▶ Tasks for this exercise
A. Translate this sentence from the Alzheimer's research summary into Spanish: "Beta-amyloid is clipped from its parent molecule in a two-stage process."
B. Reproduce the passage from the Alzheimer's research summary starting with "In a series" and going on through "effective anti-amyloid treatments.".

2004 Zenith Fellows Award

A prime suspect in Alzheimer’s disease is beta-amyloid, a tiny protein fragment that tends to clump together in the brain. Some form of beta-amyloid accumulation may have a toxic effect that causes the breakdown of cell-to-cell communication and the loss of cells.

Beta-amyloid is clipped from its parent molecule in a two-stage process. The second cut is made by a cluster of proteins called gamma-secretase. One potential therapeutic strategy for slowing or stopping disease processes in Alzheimer’s disease is to block the activity of gamma-secretase.

Philip Wong, Ph.D., and his colleagues have designed a set of studies with mice to determine to what extent beta-amyloid production can be slowed or stopped and to what extent the brain can repair itself and restore damaged cells to normal activity. The mice, which are genetically engineered to carry two human Alzheimer-causing genes, serve as models of Alzheimer’s disease processes.

In a series of tests, the investigators will inhibit the activity of the gamma-secretase complex by targeting one of its proteins at a time. Using a specially designed genetic “switch,” they will shut off production of a protein and assess the subsequent outcome in beta-amyloid production, as well as the repair of damaged cells and communication networks in the brain. The findings may provide a clearer picture of the biological outcomes of gamma-secretase inhibition and enhance the development of safe and effective anti-amyloid treatments.

▶ Records supplied
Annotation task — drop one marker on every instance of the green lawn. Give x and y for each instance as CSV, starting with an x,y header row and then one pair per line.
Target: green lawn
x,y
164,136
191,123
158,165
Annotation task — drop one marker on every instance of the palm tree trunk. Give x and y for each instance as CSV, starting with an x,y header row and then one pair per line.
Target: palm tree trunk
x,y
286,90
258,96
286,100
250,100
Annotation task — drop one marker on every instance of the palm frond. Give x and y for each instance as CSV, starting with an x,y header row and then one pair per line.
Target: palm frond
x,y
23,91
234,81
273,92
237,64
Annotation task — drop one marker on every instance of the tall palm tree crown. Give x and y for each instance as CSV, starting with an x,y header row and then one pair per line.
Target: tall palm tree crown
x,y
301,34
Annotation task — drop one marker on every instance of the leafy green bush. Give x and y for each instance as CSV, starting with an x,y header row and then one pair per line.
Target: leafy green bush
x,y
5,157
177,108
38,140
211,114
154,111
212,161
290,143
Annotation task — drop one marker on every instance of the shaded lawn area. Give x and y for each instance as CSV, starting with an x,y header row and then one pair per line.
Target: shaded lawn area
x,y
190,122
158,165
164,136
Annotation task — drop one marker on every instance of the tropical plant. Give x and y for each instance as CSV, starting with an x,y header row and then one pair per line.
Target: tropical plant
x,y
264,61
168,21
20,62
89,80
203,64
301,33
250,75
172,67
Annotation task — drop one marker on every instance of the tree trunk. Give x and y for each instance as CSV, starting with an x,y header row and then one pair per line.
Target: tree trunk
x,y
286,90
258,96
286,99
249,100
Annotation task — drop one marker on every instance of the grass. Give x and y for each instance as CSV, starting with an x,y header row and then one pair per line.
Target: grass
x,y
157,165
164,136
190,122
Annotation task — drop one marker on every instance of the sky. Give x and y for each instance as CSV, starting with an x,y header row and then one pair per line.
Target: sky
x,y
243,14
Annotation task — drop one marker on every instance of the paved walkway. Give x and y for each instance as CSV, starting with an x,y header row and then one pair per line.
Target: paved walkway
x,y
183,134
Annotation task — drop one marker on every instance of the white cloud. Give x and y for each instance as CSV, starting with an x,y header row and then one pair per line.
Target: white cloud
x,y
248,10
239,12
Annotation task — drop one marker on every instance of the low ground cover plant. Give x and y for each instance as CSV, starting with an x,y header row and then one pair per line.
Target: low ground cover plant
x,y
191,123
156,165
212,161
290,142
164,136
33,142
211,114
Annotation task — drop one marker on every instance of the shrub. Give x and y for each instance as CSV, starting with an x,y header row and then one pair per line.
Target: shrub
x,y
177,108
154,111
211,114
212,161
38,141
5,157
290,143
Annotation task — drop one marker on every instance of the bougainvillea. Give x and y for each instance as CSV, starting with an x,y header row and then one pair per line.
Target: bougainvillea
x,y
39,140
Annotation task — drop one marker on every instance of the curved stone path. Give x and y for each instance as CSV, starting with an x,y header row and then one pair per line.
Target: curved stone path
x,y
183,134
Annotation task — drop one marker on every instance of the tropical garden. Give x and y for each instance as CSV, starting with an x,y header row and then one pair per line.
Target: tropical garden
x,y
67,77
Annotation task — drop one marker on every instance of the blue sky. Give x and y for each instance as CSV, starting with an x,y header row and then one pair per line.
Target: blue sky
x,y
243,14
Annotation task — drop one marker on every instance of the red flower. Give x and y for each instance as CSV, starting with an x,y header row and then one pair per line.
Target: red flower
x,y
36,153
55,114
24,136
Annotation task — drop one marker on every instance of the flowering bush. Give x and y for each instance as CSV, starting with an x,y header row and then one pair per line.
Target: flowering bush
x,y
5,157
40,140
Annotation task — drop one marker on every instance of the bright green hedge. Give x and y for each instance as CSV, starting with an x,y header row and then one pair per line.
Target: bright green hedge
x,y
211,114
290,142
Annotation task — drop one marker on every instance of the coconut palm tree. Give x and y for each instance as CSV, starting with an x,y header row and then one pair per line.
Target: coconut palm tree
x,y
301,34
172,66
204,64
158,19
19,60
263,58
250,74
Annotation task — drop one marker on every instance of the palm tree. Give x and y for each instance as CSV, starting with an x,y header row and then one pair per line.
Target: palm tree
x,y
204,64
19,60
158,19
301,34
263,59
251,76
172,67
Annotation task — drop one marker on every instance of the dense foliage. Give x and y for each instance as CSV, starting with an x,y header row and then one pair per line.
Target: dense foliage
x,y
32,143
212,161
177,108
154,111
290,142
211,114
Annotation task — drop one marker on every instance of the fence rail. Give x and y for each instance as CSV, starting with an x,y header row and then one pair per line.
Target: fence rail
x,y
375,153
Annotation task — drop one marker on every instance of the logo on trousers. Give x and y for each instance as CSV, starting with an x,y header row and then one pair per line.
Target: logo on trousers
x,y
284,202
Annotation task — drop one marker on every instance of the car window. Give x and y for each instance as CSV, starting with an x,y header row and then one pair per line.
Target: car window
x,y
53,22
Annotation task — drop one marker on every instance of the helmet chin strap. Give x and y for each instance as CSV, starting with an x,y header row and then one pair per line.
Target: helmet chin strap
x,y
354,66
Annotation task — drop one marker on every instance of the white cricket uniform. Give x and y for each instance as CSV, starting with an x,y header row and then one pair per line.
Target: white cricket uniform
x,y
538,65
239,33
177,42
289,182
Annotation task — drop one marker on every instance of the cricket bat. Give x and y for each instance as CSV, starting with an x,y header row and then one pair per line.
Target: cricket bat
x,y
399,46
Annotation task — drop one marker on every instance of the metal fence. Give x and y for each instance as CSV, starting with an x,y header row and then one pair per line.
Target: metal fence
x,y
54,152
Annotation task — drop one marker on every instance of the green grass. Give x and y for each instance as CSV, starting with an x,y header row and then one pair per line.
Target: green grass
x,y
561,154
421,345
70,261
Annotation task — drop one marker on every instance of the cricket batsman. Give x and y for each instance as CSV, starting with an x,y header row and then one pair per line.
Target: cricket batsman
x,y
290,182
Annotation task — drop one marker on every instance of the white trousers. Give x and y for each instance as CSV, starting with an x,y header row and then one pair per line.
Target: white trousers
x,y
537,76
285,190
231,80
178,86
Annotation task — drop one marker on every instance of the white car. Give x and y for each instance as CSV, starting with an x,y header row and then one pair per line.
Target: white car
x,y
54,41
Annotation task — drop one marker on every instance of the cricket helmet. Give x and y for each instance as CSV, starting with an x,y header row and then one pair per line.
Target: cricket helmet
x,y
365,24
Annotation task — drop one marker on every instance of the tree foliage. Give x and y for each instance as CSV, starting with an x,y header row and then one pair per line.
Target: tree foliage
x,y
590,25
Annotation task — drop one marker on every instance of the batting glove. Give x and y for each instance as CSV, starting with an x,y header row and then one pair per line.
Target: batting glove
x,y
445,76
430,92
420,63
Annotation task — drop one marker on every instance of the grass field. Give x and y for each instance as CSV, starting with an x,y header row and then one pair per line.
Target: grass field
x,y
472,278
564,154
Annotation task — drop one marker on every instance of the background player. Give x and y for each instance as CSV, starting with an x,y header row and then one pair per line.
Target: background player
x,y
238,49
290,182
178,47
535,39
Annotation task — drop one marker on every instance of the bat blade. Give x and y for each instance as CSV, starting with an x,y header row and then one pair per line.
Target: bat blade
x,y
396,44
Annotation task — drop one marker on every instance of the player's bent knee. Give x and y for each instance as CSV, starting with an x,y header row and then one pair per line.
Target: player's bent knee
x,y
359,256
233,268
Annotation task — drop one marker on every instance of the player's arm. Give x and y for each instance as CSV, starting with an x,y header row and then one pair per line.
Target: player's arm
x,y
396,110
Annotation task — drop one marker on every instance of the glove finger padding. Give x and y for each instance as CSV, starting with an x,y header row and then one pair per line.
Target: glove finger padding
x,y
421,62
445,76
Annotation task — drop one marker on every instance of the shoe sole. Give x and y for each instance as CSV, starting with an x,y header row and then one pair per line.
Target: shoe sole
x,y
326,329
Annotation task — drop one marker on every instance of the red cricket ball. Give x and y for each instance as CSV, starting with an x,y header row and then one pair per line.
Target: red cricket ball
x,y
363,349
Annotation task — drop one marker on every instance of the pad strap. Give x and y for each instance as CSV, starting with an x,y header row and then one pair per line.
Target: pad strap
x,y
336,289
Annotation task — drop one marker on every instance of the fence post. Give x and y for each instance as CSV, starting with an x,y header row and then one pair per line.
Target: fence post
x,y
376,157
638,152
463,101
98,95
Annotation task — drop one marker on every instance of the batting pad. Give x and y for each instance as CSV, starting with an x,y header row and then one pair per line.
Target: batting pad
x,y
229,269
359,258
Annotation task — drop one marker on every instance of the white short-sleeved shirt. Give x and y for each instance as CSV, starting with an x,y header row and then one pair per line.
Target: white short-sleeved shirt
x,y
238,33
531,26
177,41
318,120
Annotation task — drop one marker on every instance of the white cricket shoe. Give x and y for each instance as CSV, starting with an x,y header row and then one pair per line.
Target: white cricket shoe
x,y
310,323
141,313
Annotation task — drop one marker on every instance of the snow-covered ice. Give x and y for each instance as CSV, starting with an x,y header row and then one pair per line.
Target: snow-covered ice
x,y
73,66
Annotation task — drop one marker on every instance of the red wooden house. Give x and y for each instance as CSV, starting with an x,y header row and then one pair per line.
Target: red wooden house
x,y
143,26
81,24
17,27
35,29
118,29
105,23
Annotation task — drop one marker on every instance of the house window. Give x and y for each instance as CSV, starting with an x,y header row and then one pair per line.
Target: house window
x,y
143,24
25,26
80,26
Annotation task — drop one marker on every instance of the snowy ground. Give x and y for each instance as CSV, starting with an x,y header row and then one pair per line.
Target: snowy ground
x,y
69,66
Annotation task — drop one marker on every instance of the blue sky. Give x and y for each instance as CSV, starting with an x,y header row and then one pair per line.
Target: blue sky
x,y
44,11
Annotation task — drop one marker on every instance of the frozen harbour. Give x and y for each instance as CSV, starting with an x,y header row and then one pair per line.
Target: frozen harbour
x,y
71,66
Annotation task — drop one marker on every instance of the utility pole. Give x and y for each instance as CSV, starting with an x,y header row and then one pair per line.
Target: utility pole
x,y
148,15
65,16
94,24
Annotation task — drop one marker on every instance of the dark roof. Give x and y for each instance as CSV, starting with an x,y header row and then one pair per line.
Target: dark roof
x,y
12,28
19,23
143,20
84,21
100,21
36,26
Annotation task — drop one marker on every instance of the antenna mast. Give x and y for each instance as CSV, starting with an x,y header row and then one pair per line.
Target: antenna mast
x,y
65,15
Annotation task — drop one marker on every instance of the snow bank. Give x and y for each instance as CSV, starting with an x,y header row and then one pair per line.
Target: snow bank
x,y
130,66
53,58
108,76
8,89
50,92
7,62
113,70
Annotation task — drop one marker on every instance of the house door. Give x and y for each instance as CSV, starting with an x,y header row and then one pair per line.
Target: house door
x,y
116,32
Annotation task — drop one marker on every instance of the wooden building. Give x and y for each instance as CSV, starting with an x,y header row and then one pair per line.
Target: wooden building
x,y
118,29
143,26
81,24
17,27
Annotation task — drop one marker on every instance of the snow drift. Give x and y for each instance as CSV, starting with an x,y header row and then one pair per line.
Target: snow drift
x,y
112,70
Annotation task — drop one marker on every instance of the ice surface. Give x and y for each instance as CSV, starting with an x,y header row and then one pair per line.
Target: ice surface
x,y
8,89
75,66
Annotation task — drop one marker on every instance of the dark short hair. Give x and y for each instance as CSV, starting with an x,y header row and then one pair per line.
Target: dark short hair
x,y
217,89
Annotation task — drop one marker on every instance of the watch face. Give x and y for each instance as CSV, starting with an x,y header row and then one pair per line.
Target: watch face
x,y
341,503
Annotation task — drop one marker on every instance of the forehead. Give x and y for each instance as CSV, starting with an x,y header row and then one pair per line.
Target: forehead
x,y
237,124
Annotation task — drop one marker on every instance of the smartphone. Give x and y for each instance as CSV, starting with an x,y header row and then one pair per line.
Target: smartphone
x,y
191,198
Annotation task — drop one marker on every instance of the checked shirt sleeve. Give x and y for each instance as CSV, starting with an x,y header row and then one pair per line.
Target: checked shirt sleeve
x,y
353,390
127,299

▶ Per-task answers
A. El beta-amiloide se corta de su molécula original en un proceso de dos etapas.

B.
In a series of tests, the investigators will inhibit the activity of the gamma-secretase complex by targeting one of its proteins at a time. Using a specially designed genetic “switch,” they will shut off production of a protein and assess the subsequent outcome in beta-amyloid production, as well as the repair of damaged cells and communication networks in the brain. The findings may provide a clearer picture of the biological outcomes of gamma-secretase inhibition and enhance the development of safe and effective anti-amyloid treatments.